- [Task directions]: Revise the part of the data that opens with the line containing "Please put a marker on the red car" and runs through the end of the data, replacing "pretty-printed" with "neatly indented" and leaving all else unchanged. Present only that revised part.

- [Dataset extract]:
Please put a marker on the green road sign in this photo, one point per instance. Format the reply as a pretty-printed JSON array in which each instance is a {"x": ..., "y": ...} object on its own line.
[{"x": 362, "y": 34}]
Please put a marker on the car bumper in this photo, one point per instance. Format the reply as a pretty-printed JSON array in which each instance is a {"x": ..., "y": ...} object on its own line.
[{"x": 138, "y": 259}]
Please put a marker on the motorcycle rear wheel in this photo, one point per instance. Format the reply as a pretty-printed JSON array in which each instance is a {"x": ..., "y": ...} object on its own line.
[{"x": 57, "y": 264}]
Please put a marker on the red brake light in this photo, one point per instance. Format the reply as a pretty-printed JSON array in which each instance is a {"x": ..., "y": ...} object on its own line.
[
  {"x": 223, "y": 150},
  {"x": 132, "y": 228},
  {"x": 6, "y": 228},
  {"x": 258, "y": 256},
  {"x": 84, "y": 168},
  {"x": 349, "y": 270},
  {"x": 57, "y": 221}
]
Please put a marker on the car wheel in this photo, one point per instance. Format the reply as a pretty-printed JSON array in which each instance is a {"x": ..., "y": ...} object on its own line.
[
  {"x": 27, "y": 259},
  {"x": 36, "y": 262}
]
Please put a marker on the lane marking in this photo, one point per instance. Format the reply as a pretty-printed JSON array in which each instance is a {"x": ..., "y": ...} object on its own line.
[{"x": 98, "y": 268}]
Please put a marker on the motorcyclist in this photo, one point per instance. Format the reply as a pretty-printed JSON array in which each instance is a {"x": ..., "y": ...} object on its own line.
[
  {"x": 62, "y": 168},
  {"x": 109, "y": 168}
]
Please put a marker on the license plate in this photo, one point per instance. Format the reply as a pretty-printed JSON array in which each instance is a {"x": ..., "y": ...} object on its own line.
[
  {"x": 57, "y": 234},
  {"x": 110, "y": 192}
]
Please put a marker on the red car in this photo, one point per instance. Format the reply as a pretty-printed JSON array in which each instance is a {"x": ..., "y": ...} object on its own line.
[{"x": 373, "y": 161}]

- [The solution]:
Please put a marker on the red car in this photo, one point per instance. Format the reply as a neatly indented JSON array in which each instance is a {"x": ..., "y": ...} object on its own line.
[{"x": 373, "y": 161}]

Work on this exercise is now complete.